## BEGIN

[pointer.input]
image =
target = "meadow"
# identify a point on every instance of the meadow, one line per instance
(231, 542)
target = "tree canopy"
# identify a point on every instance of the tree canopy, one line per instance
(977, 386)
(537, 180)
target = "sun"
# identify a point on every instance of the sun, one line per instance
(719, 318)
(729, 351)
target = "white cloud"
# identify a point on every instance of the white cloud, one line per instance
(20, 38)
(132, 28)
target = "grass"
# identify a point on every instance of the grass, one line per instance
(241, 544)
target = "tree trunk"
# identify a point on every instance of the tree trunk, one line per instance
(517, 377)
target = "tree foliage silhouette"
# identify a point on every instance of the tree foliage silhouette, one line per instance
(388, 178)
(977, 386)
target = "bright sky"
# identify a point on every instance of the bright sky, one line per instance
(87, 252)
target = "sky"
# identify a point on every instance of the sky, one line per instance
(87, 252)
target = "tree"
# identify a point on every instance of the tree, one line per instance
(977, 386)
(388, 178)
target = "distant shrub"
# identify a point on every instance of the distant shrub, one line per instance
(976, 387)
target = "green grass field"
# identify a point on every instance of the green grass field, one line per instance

## END

Exactly reproduce every record.

[pointer.input]
image =
target = "meadow"
# identify a point on every instance of the meadow, one line per instance
(231, 542)
target = "tree canopy"
# identify a point on every instance of the tree canopy, one line per instance
(977, 386)
(537, 180)
target = "sun"
# identify a point on every instance of the sun, one line per instance
(719, 318)
(729, 351)
target = "white cloud"
# identify a point on every instance of the white cloud, one line per instance
(20, 38)
(132, 28)
target = "grass"
# identify a point on every instance of the grass, one line per instance
(241, 544)
target = "tree trunk"
# identify a point on every instance of the tree trunk, one line per instance
(517, 377)
target = "tree foliage silhouette"
# identify a point on every instance of the tree foliage silhouette, one line per instance
(388, 178)
(977, 386)
target = "bright sky"
# identify a point on every instance of the bright sky, one line per instance
(87, 252)
target = "sky"
# identify a point on every instance of the sky, one line per instance
(87, 252)
target = "tree"
# identify a point on every instance of the tree, one line per instance
(977, 386)
(388, 178)
target = "distant shrub"
# identify a point on every instance of the distant shrub, one line per instance
(976, 387)
target = "green grass field"
# identify a point on every instance of the green grass field, one line per instance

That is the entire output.